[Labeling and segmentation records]
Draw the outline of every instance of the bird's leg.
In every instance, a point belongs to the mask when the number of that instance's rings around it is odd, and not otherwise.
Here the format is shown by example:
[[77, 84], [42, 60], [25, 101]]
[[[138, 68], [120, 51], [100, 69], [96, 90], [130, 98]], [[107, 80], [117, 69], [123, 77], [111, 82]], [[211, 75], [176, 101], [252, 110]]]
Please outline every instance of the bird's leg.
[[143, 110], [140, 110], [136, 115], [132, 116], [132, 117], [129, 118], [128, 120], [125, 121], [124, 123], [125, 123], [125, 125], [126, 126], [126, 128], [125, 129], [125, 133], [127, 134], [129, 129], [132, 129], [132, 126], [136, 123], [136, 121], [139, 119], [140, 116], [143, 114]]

■ INSTRUCTIONS FOR THE TASK
Swap "mask" for "region" throughout the listing above and leave everything else unchanged.

■ CORRECT RESPONSE
Draw the outline of every instance of the bird's leg.
In every instance, a point belongs to the region when the number of that instance's rings around it is odd, and not otherwise.
Here the format is shown by example:
[[77, 84], [42, 60], [25, 101]]
[[[138, 68], [120, 51], [100, 69], [96, 90], [130, 98]], [[107, 80], [117, 69], [123, 77], [111, 82]], [[211, 75], [176, 101], [252, 110]]]
Please outline every instance of the bird's leg.
[[143, 110], [140, 110], [136, 115], [132, 116], [132, 117], [129, 118], [128, 120], [125, 121], [124, 123], [125, 123], [125, 125], [126, 126], [126, 128], [125, 129], [125, 133], [127, 134], [129, 129], [132, 129], [132, 126], [136, 123], [136, 121], [139, 119], [140, 116], [143, 114]]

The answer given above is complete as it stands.